> HOW TO COMPLETE THIS TASK: What is wanted is an exact copy of all the entries.

> EXCERPTED DATA:
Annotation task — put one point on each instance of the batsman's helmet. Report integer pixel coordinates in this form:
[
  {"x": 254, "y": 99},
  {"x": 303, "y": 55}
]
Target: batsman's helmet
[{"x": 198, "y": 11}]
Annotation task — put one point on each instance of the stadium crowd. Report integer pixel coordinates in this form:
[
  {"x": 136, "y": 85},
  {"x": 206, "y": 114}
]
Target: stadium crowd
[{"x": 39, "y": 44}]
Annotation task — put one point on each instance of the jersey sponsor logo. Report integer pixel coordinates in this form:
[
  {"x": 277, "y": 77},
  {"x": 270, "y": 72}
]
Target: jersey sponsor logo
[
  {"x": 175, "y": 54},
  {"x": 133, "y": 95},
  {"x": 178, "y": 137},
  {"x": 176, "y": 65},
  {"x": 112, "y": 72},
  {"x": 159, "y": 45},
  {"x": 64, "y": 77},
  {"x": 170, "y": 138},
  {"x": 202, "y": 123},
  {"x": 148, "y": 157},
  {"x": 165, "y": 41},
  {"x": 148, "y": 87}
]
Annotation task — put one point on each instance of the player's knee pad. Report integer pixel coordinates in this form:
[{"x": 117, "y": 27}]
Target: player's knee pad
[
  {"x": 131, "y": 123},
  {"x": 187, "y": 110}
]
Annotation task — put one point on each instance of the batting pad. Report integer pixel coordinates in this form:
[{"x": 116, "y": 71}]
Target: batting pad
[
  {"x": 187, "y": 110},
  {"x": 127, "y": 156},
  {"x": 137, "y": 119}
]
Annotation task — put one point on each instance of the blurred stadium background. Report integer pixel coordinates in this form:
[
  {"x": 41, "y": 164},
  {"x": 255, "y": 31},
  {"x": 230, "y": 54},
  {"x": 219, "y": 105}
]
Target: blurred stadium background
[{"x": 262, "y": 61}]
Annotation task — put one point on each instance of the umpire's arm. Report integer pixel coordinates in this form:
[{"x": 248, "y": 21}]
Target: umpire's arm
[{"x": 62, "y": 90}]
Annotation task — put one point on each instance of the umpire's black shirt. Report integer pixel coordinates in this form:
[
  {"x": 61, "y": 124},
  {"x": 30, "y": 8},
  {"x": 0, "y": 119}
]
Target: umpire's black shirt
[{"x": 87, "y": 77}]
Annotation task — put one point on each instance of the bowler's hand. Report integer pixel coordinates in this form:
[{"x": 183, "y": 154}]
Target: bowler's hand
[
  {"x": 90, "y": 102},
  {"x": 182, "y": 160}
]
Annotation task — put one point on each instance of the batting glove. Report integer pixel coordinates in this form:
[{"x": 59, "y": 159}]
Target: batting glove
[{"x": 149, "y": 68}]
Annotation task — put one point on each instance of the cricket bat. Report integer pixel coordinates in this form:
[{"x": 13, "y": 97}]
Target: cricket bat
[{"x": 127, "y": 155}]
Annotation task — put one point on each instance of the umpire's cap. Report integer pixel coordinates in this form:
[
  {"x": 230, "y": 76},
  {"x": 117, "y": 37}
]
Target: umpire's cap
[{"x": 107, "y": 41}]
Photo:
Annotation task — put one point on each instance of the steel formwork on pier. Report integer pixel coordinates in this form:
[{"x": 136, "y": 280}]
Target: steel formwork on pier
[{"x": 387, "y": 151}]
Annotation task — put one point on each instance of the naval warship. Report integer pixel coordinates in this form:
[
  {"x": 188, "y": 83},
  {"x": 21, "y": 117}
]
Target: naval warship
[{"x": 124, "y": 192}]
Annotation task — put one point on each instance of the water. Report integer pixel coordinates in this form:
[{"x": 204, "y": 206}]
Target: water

> TASK ANSWER:
Annotation task — put one point on each instance of the batsman's helmet. Report integer pixel coordinates in this form:
[
  {"x": 254, "y": 99},
  {"x": 303, "y": 55}
]
Target: batsman's helmet
[{"x": 198, "y": 11}]
Annotation task — put one point on each instance of the stadium crowd. Report integer pixel coordinates in this form:
[
  {"x": 136, "y": 85},
  {"x": 206, "y": 114}
]
Target: stadium crowd
[{"x": 39, "y": 44}]
Annotation task — put one point on each instance of the jersey sponsor logo. Report integer pixel coordinates in this form:
[
  {"x": 277, "y": 77},
  {"x": 270, "y": 72}
]
Target: jersey sponsor logo
[
  {"x": 175, "y": 54},
  {"x": 133, "y": 95},
  {"x": 178, "y": 137},
  {"x": 176, "y": 65},
  {"x": 112, "y": 72},
  {"x": 159, "y": 45},
  {"x": 64, "y": 77},
  {"x": 170, "y": 138},
  {"x": 202, "y": 123},
  {"x": 148, "y": 157},
  {"x": 165, "y": 41},
  {"x": 148, "y": 87}
]
Annotation task — put one point on each instance of the player's knee pad. Report integer pixel coordinates in this form:
[{"x": 117, "y": 27}]
Target: player's knee pad
[
  {"x": 131, "y": 123},
  {"x": 187, "y": 110}
]
Annotation task — put one point on each instance of the batting pad. Report integer pixel coordinates in this form:
[{"x": 116, "y": 71}]
Target: batting pad
[
  {"x": 187, "y": 110},
  {"x": 127, "y": 156},
  {"x": 137, "y": 119}
]
Annotation task — put one point on each instance of the blurred stadium background. Report integer pixel coordinates in this form:
[
  {"x": 41, "y": 164},
  {"x": 255, "y": 31},
  {"x": 230, "y": 54},
  {"x": 219, "y": 105}
]
Target: blurred stadium background
[{"x": 262, "y": 61}]
Annotation task — put one point on each instance of the umpire's arm. Report integer pixel coordinates in this form:
[{"x": 248, "y": 21}]
Target: umpire's arm
[{"x": 62, "y": 90}]
Annotation task — put one point on each instance of the umpire's black shirt. Report integer pixel coordinates in this form:
[
  {"x": 61, "y": 124},
  {"x": 30, "y": 8},
  {"x": 0, "y": 119}
]
Target: umpire's black shirt
[{"x": 87, "y": 77}]
Annotation task — put one point on each instance of the bowler's hand. Report integer pixel coordinates in this form:
[{"x": 183, "y": 154}]
Target: bowler's hand
[
  {"x": 90, "y": 102},
  {"x": 182, "y": 160}
]
Annotation task — put one point on each instance of the batting glove. Report integer pixel coordinates in this form:
[{"x": 59, "y": 159}]
Target: batting glove
[{"x": 149, "y": 68}]
Annotation task — put one point on each instance of the cricket bat. Report integer pixel coordinates in this form:
[{"x": 13, "y": 97}]
Target: cricket bat
[{"x": 127, "y": 155}]
Annotation task — put one point on each instance of the umpire's cap. Report integer pixel coordinates in this form:
[
  {"x": 230, "y": 76},
  {"x": 117, "y": 37}
]
Target: umpire's cap
[{"x": 107, "y": 41}]
Photo:
Annotation task — put one point on each instance of the steel formwork on pier. Report integer pixel coordinates in this form:
[{"x": 136, "y": 280}]
Target: steel formwork on pier
[{"x": 387, "y": 151}]
Annotation task — put one point on each instance of the naval warship. Report integer pixel coordinates in this form:
[
  {"x": 188, "y": 83},
  {"x": 21, "y": 117}
]
Target: naval warship
[{"x": 124, "y": 192}]
Annotation task — put one point on each instance of the water. Report integer pixel coordinates in this form:
[{"x": 204, "y": 206}]
Target: water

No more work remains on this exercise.